--- What this task involves ---
Collect each line of the material below that contains the word "gold". Case counts.

--- begin Data supplied ---

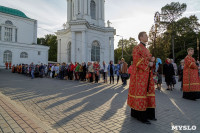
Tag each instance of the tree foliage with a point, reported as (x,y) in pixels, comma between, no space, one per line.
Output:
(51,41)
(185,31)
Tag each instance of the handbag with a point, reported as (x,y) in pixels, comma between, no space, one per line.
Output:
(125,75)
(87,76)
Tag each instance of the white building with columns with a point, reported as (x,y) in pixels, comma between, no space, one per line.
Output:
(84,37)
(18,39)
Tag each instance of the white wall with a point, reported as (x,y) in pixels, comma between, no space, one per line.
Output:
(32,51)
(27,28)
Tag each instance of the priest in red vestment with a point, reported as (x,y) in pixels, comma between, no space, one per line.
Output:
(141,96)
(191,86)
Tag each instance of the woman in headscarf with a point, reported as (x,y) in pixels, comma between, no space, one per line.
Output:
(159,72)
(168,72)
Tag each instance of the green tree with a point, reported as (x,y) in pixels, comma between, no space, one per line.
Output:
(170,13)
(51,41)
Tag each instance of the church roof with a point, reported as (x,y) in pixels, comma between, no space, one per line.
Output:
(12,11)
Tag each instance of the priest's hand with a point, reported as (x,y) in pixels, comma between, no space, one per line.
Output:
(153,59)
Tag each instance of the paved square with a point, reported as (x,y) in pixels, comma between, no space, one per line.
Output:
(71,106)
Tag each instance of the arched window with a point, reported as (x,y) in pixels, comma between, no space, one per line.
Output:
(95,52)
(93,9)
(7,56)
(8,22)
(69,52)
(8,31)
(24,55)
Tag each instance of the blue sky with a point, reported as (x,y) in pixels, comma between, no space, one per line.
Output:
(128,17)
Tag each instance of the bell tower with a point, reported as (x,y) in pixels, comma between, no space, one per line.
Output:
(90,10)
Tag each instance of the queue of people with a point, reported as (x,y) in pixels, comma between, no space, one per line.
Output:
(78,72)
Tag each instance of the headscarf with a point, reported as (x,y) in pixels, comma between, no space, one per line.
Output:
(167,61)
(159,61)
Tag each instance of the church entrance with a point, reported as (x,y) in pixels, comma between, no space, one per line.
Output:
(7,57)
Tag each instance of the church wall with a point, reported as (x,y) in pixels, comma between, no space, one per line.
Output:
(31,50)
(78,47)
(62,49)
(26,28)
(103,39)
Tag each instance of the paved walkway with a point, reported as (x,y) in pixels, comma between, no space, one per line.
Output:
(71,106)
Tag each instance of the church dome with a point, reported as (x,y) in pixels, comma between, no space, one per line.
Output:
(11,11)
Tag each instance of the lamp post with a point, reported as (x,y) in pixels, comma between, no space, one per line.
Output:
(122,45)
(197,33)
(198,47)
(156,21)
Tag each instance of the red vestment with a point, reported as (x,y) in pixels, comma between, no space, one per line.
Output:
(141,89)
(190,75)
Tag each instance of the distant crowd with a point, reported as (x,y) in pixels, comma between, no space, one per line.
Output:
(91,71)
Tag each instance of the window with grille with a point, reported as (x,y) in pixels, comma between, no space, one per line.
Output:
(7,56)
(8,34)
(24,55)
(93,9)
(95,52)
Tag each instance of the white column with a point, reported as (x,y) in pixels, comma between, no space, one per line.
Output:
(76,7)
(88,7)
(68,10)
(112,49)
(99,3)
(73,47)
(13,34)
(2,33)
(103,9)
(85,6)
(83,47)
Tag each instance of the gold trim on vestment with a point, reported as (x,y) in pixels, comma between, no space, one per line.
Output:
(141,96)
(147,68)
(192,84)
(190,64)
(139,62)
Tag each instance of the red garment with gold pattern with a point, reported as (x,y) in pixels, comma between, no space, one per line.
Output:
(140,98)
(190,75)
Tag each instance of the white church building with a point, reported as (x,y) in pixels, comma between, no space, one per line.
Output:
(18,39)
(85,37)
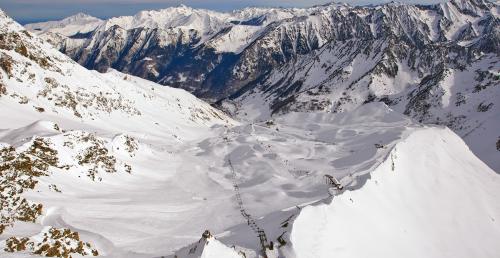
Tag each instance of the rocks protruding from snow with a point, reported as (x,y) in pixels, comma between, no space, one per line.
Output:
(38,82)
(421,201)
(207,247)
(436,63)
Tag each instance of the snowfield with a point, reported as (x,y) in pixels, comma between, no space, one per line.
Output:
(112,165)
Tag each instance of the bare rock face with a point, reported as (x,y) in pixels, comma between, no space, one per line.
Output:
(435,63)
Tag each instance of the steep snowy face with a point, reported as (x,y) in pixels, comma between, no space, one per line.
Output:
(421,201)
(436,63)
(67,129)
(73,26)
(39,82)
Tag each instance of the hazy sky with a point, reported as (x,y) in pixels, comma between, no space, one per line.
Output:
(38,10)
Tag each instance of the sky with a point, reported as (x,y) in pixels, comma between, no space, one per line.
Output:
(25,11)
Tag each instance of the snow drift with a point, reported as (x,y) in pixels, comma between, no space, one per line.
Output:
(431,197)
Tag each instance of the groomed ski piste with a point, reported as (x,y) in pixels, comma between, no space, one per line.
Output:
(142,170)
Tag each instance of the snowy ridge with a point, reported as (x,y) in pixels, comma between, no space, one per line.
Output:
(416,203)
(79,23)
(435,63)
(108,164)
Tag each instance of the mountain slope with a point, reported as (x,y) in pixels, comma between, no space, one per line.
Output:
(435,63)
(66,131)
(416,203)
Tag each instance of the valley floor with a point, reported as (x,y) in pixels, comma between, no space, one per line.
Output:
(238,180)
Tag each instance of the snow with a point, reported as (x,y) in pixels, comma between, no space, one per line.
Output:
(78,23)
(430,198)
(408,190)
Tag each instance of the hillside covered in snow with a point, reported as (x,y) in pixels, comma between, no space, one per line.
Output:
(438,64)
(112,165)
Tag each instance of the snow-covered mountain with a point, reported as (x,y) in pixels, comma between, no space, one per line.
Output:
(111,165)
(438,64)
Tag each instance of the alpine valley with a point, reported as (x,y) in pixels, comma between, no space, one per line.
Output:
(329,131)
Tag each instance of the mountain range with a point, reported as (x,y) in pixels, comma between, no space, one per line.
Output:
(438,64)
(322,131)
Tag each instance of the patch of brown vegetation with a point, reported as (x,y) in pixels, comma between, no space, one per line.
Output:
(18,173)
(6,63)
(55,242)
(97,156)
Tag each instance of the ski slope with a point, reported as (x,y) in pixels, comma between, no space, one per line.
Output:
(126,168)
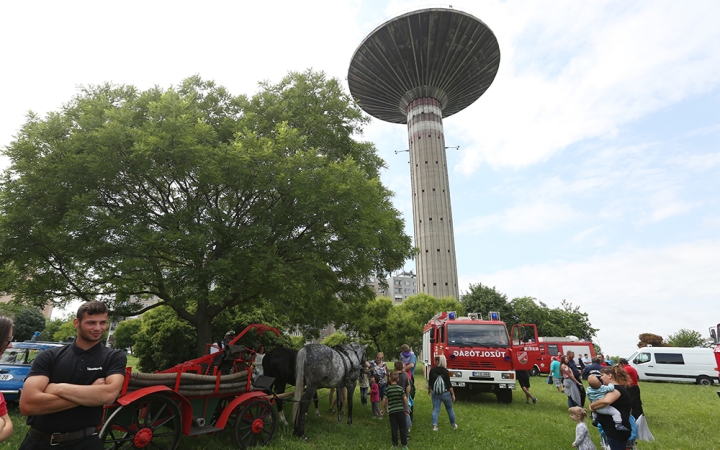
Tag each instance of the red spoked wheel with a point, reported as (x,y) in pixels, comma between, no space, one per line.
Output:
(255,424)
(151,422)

--- end Data supplied ---
--- begin Data supplied ---

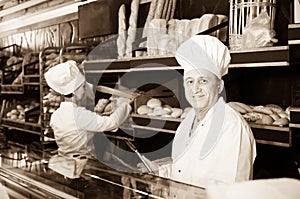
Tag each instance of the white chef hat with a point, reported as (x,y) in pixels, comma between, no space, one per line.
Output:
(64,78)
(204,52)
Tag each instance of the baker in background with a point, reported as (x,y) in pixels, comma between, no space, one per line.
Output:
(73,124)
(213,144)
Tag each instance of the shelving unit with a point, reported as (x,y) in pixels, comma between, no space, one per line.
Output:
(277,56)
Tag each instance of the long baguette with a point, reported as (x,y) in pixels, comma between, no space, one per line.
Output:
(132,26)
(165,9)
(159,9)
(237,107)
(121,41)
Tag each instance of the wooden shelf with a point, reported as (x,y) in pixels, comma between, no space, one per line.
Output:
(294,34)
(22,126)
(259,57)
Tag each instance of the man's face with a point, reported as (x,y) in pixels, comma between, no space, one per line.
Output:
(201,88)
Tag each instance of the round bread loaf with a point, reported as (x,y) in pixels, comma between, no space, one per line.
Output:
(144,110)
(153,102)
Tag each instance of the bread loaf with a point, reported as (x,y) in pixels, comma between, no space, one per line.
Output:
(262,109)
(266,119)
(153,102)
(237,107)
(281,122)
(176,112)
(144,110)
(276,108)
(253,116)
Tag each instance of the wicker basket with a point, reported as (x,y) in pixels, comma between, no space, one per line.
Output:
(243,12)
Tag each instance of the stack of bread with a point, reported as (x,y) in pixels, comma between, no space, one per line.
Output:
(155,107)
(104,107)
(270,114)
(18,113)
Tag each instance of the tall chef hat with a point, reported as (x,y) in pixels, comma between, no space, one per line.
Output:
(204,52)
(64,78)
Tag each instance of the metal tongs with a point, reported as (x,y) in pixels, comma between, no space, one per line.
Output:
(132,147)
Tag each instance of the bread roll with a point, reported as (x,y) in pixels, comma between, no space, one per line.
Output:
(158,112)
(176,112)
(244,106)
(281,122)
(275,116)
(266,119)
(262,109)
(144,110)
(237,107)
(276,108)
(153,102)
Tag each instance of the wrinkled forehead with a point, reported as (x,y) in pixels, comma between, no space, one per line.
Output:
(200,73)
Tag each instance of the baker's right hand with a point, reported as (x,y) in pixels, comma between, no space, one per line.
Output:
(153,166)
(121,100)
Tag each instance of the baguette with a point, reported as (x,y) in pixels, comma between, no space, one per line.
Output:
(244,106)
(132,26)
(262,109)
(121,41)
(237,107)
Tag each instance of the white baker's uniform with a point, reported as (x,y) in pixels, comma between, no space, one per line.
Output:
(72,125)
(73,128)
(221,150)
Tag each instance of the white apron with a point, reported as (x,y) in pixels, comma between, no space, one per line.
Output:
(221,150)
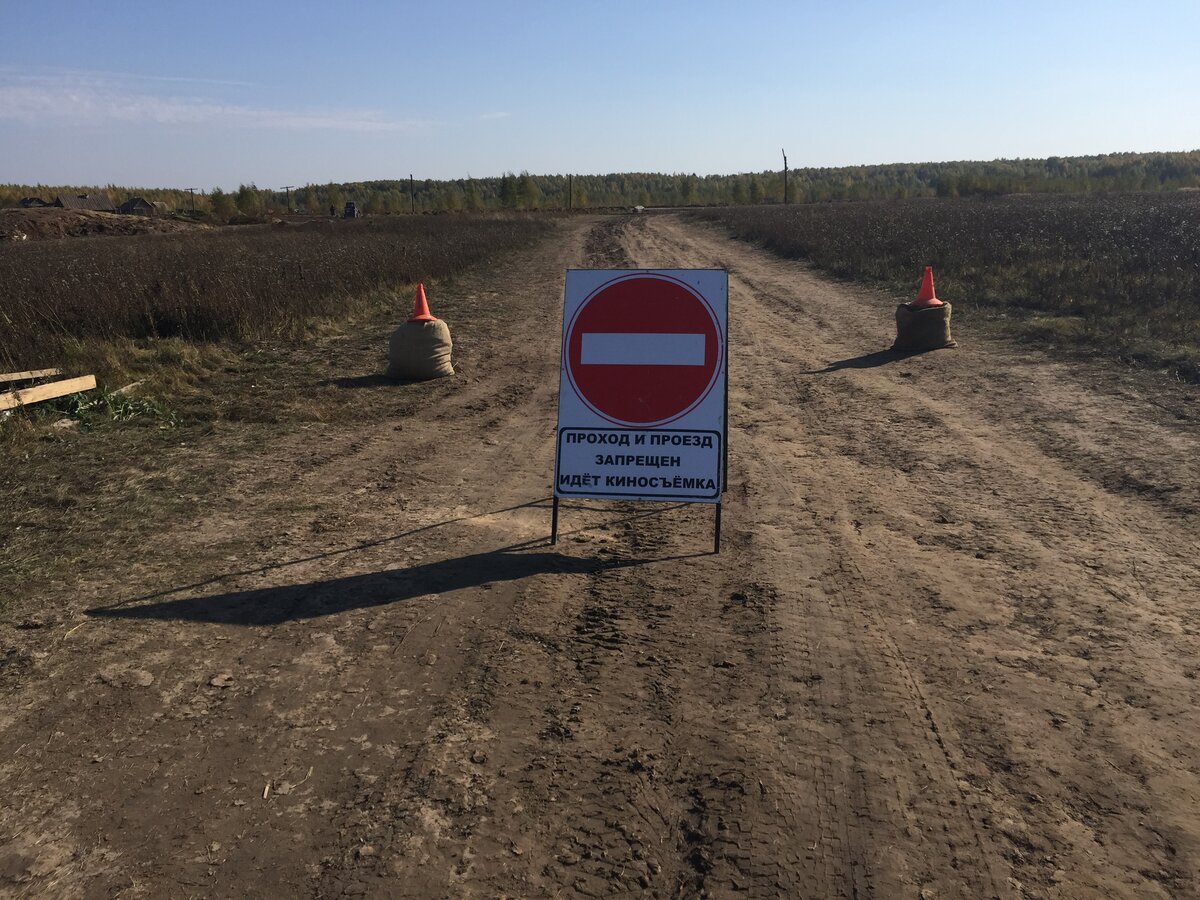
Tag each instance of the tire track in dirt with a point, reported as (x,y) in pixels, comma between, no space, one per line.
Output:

--- end Data supplied ---

--- The reply ---
Tag each instance of the gold trim on vestment with a point, reported as (x,y) in pixels, comma between, no space, one per line.
Tag each instance of the red garment with gold pattern with a point, reported as (x,y) in pixels, comma between, no space, one per line.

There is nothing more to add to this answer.